(WHAT NEEDS TO BE DONE) Could you carry on the forum thread below about a Test Cyp and NPP cycle, starting right after its last line?

(SOURCE PASSAGE)
____
# Test Cyp/ NPP cycle advice



## chaos77 (Feb 23, 2014)

56 yr
5'8"
205lb
20.3% bf

Planning on Test cyp & NPP cycle.
been lifting for 35+ yrs, last 20 without any adds. just started 1 yr ago.

Plan to bulk but want to keep sex drive high.

wk 1-12    Test cyp             400 - 800     1xwk
wk 2-10    NPP                    200             2xwk
wk 1-12    HCG                    500            2xwk
wk 1-12    Aromasin              12.5           ED

wk 13-     Cruise test cyp      200             1xwk
               Run with HCG & aromasin
               HGH?
               Comid? on cruise
               Cialis of course

I ran mostly orals when young & been running TS400 cycles for last year. added dbol once but didn't like it.
I'm looking for some critique or suggestions on cycle and for cruising.

Thanks for any help.


----------



## vassille (Feb 23, 2014)

This is my take on this and I hope you dont take it the wrong way lol.
You may want to drop your body fat down to 10% ish. 
I would just do a cycle of HGH and test with limited Aromasin or as need it. Concentrate on diet and dropping body fat more than bulking..meaning cardio and strict diet and you will be much happier. 
Why do you want to cruise...are you staying on all the time or trying to come off later?. This cycle you have posted as is, if it was me I would not do in all honesty. Too many things wrong with it. Npp you dont pin 2x a week, too much aromasin to start with, too much HCG to run for 12 weeks. 
just my  honest opinion


----------



## NoviceAAS (Feb 23, 2014)

no at 56 years old your body fat is fine, in fact some test and good lean muscle is about the best thing you can do to lower body fat at this point.

  Now to the original question, NPP can be run 2 X a week but youd really be better with 3X a week .  Thats why I really like to pair my NPP with Sustanon and not test e or c .  But you can do it it just requires a little extra pinning and a more complicated schedule. Get a little more benefit from the NPP by upping that dose close to half of your test dose, so 800 test 400 NPP . Unless the only reason you are running the NPP is joint relief.  Also stretch this whole cycle out a bit, stretch it to 16 weeks, and get some proviron. 50-100 mg a day of proviron but watch your BP.

  Also I love HCG but I wouldnt run it straight for 12 weeks.  Id go 4-6 max towards the end of the blast.


----------



## T rex (Feb 23, 2014)
____
(AVAILABLE DATA)
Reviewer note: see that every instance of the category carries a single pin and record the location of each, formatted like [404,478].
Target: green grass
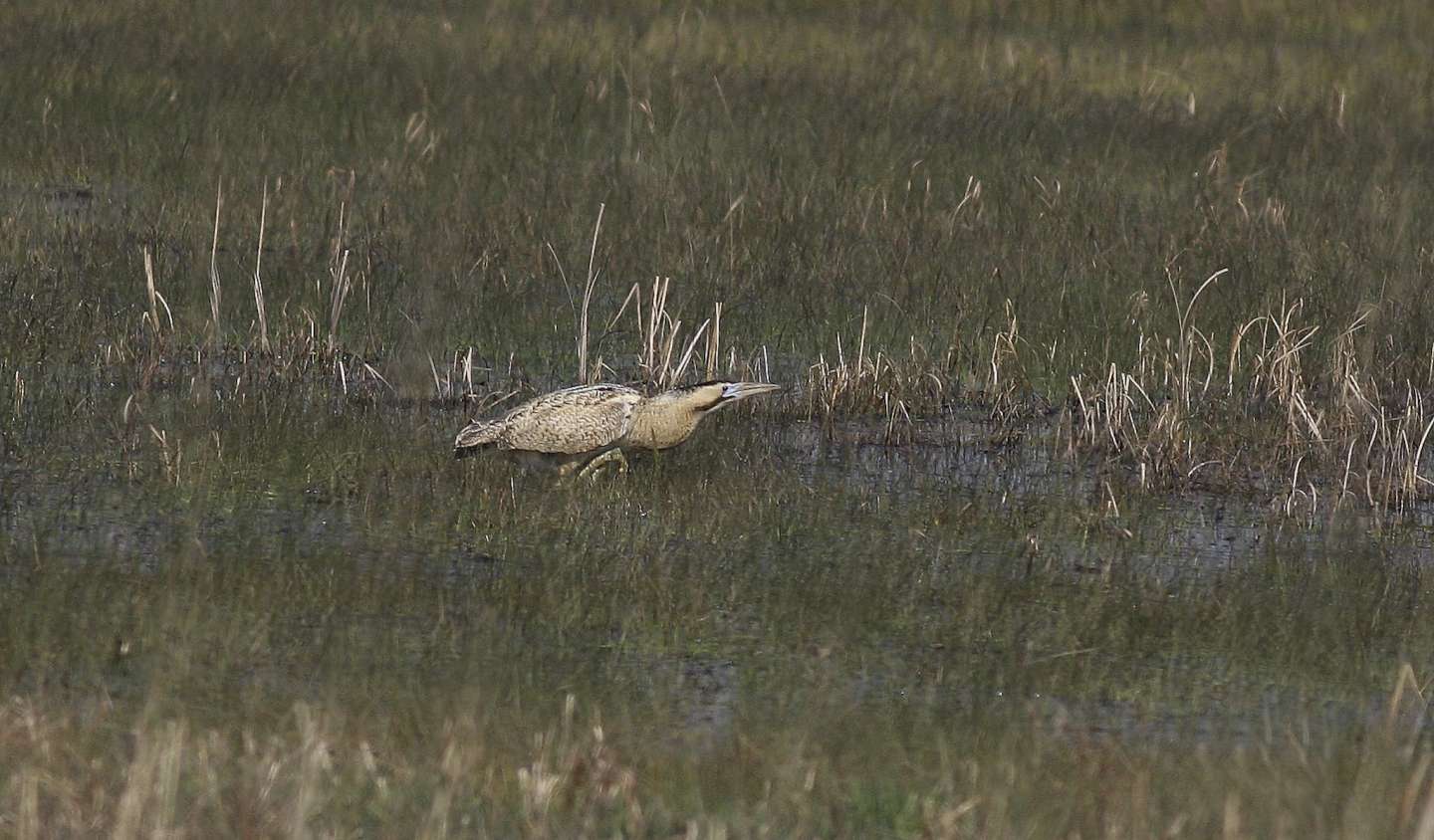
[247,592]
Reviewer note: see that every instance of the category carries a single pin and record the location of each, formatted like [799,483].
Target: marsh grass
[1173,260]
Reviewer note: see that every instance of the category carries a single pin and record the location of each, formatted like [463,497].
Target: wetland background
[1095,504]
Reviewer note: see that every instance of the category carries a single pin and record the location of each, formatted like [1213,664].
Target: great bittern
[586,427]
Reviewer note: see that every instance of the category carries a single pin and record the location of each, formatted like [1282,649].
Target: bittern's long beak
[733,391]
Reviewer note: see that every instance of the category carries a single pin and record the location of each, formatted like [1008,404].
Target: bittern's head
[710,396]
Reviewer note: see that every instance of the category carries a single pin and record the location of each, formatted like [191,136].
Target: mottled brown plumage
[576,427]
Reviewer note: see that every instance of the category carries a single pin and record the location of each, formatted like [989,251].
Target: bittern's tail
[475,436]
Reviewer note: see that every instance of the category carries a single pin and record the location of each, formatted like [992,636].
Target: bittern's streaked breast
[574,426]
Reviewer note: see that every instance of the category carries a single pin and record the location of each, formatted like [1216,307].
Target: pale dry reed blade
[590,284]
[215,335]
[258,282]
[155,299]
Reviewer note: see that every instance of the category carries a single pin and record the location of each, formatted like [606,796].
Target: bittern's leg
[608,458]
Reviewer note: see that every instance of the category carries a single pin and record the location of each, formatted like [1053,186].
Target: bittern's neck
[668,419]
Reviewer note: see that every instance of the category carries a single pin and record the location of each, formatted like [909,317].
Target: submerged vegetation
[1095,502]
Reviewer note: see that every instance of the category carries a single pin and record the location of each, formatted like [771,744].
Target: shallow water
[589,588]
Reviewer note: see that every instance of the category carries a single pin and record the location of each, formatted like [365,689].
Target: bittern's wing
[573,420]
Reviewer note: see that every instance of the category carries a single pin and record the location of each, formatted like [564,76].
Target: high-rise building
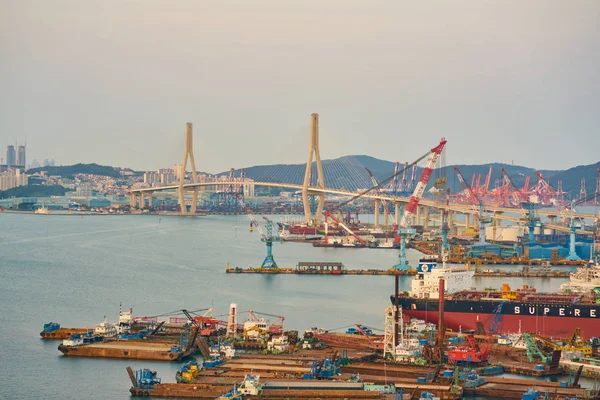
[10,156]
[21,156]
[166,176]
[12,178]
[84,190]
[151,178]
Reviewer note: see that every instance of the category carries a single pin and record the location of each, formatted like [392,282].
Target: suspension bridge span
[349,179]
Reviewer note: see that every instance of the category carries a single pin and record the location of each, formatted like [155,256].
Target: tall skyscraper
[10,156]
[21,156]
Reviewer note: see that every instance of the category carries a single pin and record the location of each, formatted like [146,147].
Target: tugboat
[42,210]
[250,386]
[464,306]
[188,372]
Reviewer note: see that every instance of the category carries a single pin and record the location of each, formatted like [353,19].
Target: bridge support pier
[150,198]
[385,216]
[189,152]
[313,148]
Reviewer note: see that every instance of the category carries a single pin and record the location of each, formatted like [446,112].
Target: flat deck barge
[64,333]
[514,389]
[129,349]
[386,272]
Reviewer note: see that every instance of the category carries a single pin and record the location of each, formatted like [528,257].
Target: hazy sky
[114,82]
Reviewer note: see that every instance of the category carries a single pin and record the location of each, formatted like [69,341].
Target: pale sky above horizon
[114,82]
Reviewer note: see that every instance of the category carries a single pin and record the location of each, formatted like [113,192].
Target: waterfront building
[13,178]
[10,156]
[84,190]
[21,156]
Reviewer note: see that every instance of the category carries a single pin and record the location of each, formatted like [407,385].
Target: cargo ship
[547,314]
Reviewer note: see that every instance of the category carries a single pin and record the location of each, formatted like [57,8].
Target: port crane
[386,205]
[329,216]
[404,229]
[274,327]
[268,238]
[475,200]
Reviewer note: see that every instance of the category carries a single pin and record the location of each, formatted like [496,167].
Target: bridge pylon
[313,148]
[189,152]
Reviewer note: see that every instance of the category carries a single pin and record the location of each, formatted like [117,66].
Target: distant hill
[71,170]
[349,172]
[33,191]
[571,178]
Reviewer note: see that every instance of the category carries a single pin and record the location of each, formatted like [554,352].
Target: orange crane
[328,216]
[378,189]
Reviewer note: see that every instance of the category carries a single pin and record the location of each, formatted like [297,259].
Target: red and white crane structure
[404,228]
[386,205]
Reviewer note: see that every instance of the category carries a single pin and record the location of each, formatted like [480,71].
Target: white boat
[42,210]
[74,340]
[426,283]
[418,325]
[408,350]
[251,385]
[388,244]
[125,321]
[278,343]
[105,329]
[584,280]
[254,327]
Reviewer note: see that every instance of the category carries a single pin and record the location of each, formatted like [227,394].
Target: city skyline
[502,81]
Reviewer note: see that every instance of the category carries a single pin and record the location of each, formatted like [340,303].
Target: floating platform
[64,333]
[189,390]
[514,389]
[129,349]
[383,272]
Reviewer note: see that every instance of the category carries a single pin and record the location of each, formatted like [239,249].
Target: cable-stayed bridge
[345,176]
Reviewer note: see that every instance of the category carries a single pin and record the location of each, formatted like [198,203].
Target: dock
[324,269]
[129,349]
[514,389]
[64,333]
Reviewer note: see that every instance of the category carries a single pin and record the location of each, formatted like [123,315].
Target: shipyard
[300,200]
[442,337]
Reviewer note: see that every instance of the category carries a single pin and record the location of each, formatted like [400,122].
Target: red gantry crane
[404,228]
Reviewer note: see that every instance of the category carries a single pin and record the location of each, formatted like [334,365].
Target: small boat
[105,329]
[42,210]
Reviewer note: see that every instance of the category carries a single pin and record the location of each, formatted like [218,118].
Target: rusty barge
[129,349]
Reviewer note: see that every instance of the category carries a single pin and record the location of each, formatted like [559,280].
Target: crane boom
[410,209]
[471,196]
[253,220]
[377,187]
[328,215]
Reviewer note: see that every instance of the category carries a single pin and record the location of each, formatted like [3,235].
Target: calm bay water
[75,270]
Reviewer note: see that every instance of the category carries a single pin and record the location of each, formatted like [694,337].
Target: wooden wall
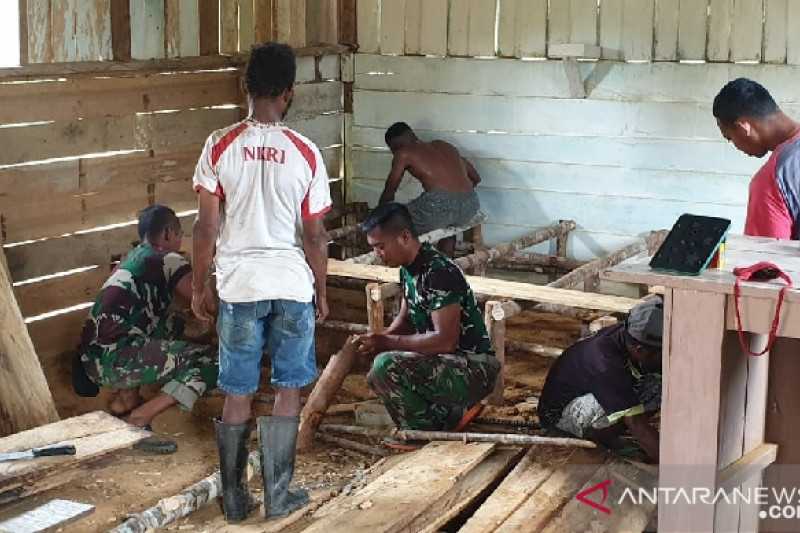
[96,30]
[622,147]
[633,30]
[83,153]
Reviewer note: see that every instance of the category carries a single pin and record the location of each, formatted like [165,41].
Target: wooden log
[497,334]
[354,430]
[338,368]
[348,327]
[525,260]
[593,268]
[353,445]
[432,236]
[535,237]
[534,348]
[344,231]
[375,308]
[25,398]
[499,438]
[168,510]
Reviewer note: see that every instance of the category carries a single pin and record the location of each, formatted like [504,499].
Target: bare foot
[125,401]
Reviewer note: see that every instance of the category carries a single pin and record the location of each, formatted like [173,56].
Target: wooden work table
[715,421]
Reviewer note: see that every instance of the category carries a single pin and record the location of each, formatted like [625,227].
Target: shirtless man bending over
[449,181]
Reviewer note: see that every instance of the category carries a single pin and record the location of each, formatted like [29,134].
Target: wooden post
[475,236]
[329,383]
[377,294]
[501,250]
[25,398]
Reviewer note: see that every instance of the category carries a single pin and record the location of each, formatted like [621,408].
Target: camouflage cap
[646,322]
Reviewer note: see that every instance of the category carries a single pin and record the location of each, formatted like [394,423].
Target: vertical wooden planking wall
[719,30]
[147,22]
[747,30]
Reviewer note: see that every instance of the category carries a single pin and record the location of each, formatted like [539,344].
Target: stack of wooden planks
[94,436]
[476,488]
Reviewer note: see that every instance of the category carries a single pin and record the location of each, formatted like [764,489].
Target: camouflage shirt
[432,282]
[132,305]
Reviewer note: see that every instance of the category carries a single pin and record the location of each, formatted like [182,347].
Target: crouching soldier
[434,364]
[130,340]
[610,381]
____
(WRITTEN RESPONSE)
I am in your age group bro and find to keep bf low is best I use formeron as ai and  it handles all issues with little to no sides just by adjusting dose to cycle. I advocate short esters if you can deal with the pins. I regards to your cruise I find it best to cruise on test/primo or test/mast to stay leaner off cycle along with formeron as needed. The best is cardio and lean muscle mass low bf keep crit and bp down and stay strong and injury free in our age group.


----------



## sneedham (Feb 23, 2014)

NoviceAAS said:


> no at 56 years old your body fat is fine, in fact some test and good lean muscle is about the best thing you can do to lower body fat at this point.
> 
> Now to the original question, NPP can be run 2 X a week but youd really be better with 3X a week .  Thats why I really like to pair my NPP with Sustanon and not test e or c .  But you can do it it just requires a little extra pinning and a more complicated schedule. Get a little more benefit from the NPP by upping that dose close to half of your test dose, so 800 test 400 NPP . Unless the only reason you are running the NPP is joint relief.  Also stretch this whole cycle out a bit, stretch it to 16 weeks, and get some proviron. 50-100 mg a day of proviron but watch your BP.
> 
> Also I love HCG but I wouldnt run it straight for 12 weeks.  Id go 4-6 max towards the end of the blast.



^^^AGREE^^^ and yes keep BP in check..I have come off a supp when I notice it is going too high, not worth the risk...


----------



## chaos77 (Feb 23, 2014)

Thanks, I'll make some adjustments


----------



## HamHands (Feb 27, 2014)

Be sure to run the Test C at twice the mgs and/or a hair more than twice the ratio of NPP; if you want your dick to work. I'm on both right now and learned that the hard way at about week (3)... I've found my personal dose of bliss is 450mgs of Test C, and 200mgs of NPP, pinned once every 6-7 days works wonders for me. I'm 36, 6'1", 260lbs, 13-14% body fat. This is honestly my cruise dose with a blast dose of 800mgs Test C per week, Without NPP, twice a year... The member that said to monitor your Blood Pressure throughout is speaking the truth... I'm on Lisinopril and Bystolic for blood pressure that's been high since I was 20 years old despite being in the best shape of my life then; due to genetic predisposition to high BP... You will notice your body fat will drop and your gains/appetite/sex drive will go up if you run Test C at twice the dose of NPP and you lift hard and watch your diet... Good luck OP, keep us informed, and post questions along the way. Make sure you have all the prerequisites handy to stave off any problems during the cycle in case they rear their ugly heads... Research Arimidex, Nolva, Clomid, and the like IF you already haven't and what they are used for and in the quantities needed to take them before starting this cycle... Hope this helps!!!


----------



## SlappyTX (Feb 27, 2014)

HamHands said:


> ... I've found my personal dose of bliss is 450mgs of Test C, and 200mgs of NPP, pinned once every 6-7 days works wonders for me. . .



bro, i don't even need to say anything here to make you look dumb. you already did my work for me. 




btw, you do know that we can see the other threads you post in, right?


----------



## HamHands (Mar 2, 2014)

SlappyTX said:


> bro, i don't even need to say anything here to make you look dumb. you already did my work for me.
> 
> 
> 
> ...



What the fuck are you talking about chief?


----------



## chaos77 (Oct 15, 2014)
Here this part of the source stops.